## What the exercise asks
Copy out the data below verbatim.

## The input
[Start of section]
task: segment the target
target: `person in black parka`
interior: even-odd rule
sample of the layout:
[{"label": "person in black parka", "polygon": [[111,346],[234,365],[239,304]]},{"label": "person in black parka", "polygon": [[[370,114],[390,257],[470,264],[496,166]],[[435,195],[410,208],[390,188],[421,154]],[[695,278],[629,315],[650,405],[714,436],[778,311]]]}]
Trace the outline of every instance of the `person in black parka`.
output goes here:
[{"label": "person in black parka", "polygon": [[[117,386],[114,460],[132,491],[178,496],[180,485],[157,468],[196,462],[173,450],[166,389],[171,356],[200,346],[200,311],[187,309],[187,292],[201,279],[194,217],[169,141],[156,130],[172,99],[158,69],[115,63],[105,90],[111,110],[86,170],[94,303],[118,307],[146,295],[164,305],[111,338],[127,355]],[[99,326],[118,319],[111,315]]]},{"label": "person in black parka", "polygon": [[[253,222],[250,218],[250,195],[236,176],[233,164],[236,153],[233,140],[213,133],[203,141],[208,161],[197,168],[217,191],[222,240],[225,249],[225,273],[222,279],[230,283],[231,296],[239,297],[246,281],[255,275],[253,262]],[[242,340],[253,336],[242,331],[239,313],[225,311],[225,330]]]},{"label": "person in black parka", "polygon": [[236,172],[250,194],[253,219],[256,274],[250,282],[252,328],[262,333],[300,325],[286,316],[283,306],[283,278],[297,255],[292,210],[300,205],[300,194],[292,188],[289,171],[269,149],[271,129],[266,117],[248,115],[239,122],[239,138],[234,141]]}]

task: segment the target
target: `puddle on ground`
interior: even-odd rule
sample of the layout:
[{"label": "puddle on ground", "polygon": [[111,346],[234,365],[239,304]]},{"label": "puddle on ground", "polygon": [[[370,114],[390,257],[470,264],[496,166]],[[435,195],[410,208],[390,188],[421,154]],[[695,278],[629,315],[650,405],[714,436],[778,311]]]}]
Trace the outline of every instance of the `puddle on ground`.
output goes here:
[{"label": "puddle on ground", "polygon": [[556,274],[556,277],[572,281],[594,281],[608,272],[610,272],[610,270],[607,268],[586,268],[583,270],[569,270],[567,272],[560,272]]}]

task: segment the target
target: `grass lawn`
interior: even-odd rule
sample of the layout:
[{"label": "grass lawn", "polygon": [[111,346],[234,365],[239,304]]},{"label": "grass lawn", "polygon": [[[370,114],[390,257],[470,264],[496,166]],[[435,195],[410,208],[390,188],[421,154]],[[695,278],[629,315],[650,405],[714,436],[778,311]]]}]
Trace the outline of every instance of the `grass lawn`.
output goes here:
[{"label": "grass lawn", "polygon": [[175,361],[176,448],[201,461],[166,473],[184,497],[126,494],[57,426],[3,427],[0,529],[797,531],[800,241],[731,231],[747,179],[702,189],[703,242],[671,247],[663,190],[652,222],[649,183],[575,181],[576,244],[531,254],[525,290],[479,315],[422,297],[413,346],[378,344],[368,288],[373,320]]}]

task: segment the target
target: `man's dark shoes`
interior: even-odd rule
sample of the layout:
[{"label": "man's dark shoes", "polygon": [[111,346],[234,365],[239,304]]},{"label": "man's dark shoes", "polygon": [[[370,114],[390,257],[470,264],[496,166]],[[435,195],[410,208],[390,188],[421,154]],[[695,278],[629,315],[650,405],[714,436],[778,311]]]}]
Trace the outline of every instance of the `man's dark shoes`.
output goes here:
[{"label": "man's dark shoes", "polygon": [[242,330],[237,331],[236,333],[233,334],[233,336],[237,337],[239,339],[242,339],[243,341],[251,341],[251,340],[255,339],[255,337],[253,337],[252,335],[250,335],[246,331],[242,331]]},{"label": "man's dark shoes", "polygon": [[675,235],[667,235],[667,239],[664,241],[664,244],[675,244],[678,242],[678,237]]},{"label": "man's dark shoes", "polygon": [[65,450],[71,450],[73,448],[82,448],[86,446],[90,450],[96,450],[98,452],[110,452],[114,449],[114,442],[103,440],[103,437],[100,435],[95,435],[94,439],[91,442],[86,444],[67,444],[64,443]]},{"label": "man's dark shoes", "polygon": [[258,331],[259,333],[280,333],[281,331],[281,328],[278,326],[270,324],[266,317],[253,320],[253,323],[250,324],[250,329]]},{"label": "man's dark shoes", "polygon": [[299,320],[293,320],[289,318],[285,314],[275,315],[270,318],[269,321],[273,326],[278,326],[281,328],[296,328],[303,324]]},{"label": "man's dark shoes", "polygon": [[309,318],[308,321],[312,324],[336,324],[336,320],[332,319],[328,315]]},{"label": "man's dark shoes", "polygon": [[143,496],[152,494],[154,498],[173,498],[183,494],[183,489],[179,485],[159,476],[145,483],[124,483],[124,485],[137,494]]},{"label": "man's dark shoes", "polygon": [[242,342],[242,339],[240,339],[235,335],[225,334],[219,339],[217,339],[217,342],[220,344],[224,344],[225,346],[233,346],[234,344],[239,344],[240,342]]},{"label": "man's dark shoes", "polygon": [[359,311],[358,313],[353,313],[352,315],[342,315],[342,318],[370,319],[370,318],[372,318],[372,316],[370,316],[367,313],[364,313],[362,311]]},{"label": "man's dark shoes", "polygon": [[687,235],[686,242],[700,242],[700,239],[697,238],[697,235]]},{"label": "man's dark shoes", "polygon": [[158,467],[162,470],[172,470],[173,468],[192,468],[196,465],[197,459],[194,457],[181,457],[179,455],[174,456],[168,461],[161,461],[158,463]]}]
[End of section]
## Solved exercise
task: segment the target
target: `person in black parka`
interior: even-odd rule
sample of the layout:
[{"label": "person in black parka", "polygon": [[111,346],[234,365],[239,304]]},{"label": "person in black parka", "polygon": [[[370,114],[390,257],[470,264],[496,166]],[[435,195],[410,208],[390,188],[421,154]],[[695,278],[629,315],[650,405],[714,436],[778,311]]]}]
Trace the outline of every instance of the `person in black parka`.
output goes here:
[{"label": "person in black parka", "polygon": [[[117,386],[114,460],[132,491],[178,496],[180,485],[157,468],[196,462],[173,450],[166,389],[171,356],[200,346],[200,311],[187,309],[187,292],[201,279],[194,217],[169,141],[156,130],[172,99],[158,69],[115,63],[105,90],[111,110],[86,170],[94,303],[118,307],[146,295],[164,305],[111,338],[127,355]],[[99,326],[118,319],[111,315]]]},{"label": "person in black parka", "polygon": [[[253,222],[250,218],[250,195],[236,176],[233,164],[236,153],[233,140],[213,133],[203,141],[208,161],[197,168],[217,191],[222,240],[225,249],[225,273],[222,279],[230,283],[231,296],[239,297],[246,281],[255,275],[253,262]],[[242,340],[253,336],[242,331],[239,313],[225,311],[225,330]]]},{"label": "person in black parka", "polygon": [[236,172],[250,194],[253,219],[256,274],[250,282],[252,328],[262,333],[300,325],[286,316],[283,306],[283,278],[297,255],[292,210],[300,205],[300,194],[292,188],[289,171],[269,149],[271,129],[266,117],[248,115],[239,122],[239,138],[234,141]]}]

task: segment the target
target: `puddle on ground`
interior: even-odd rule
sample of the layout:
[{"label": "puddle on ground", "polygon": [[111,346],[234,365],[239,304]]},{"label": "puddle on ground", "polygon": [[[370,114],[390,257],[470,264],[496,166]],[[435,195],[410,208],[390,188],[421,154]],[[695,278],[629,315],[650,405],[714,436],[778,311]]]}]
Trace the outline of every instance of the `puddle on ground`.
output goes here:
[{"label": "puddle on ground", "polygon": [[556,274],[556,277],[572,281],[594,281],[608,272],[610,272],[610,270],[607,268],[586,268],[583,270],[569,270],[567,272],[560,272]]}]

task: segment the target
target: `grass lawn`
interior: even-odd rule
sample of the layout:
[{"label": "grass lawn", "polygon": [[111,346],[234,365],[239,304]]},{"label": "grass lawn", "polygon": [[[370,114],[390,257],[470,264],[496,166]],[[435,195],[410,208],[390,188],[421,154]],[[695,278],[629,315],[650,405],[714,436],[778,311]]]}]
Trace the outline of every instance of the `grass lawn`.
output goes here:
[{"label": "grass lawn", "polygon": [[175,361],[176,448],[201,461],[166,473],[184,497],[126,494],[57,426],[3,427],[0,529],[797,531],[800,241],[731,231],[747,179],[702,189],[703,242],[671,247],[663,190],[652,222],[649,183],[575,181],[576,244],[531,254],[525,290],[479,315],[422,297],[413,346],[378,344],[368,288],[373,320]]}]

task: segment the target
target: `man's dark shoes`
interior: even-odd rule
sample of the layout:
[{"label": "man's dark shoes", "polygon": [[111,346],[234,365],[239,304]]},{"label": "man's dark shoes", "polygon": [[[370,114],[390,257],[470,264],[496,166]],[[435,195],[410,208],[390,188],[421,154]],[[695,278],[629,315],[650,405],[714,436],[778,311]]]}]
Trace the outline of every instance of the `man's dark shoes`.
output goes here:
[{"label": "man's dark shoes", "polygon": [[242,330],[237,331],[236,333],[233,334],[233,336],[237,337],[239,339],[242,339],[243,341],[251,341],[251,340],[255,339],[255,337],[253,337],[252,335],[250,335],[246,331],[242,331]]},{"label": "man's dark shoes", "polygon": [[675,235],[667,235],[667,239],[664,241],[664,244],[675,244],[678,242],[678,237]]},{"label": "man's dark shoes", "polygon": [[65,450],[71,450],[73,448],[82,448],[86,446],[90,450],[96,450],[98,452],[110,452],[114,449],[114,442],[103,440],[103,437],[100,435],[95,435],[94,439],[91,442],[86,444],[67,444],[64,443]]},{"label": "man's dark shoes", "polygon": [[258,331],[259,333],[280,333],[281,331],[281,328],[278,326],[270,324],[266,317],[253,320],[253,323],[250,324],[250,329]]},{"label": "man's dark shoes", "polygon": [[299,320],[293,320],[289,318],[285,314],[275,315],[270,318],[269,321],[273,326],[278,326],[281,328],[296,328],[303,324]]},{"label": "man's dark shoes", "polygon": [[309,318],[308,321],[312,324],[336,324],[336,320],[332,319],[328,315]]},{"label": "man's dark shoes", "polygon": [[143,496],[152,494],[154,498],[173,498],[183,494],[183,489],[179,485],[159,476],[145,483],[124,483],[124,485],[137,494]]},{"label": "man's dark shoes", "polygon": [[242,342],[242,339],[240,339],[235,335],[225,334],[219,339],[217,339],[217,342],[220,344],[224,344],[225,346],[233,346],[234,344],[239,344],[240,342]]},{"label": "man's dark shoes", "polygon": [[359,311],[358,313],[353,313],[352,315],[342,315],[342,318],[370,319],[370,318],[372,318],[372,316],[370,316],[367,313],[364,313],[362,311]]},{"label": "man's dark shoes", "polygon": [[687,235],[686,242],[700,242],[700,239],[697,238],[697,235]]},{"label": "man's dark shoes", "polygon": [[158,467],[162,470],[172,470],[173,468],[192,468],[196,465],[197,459],[194,457],[181,457],[179,455],[174,456],[168,461],[161,461],[158,463]]}]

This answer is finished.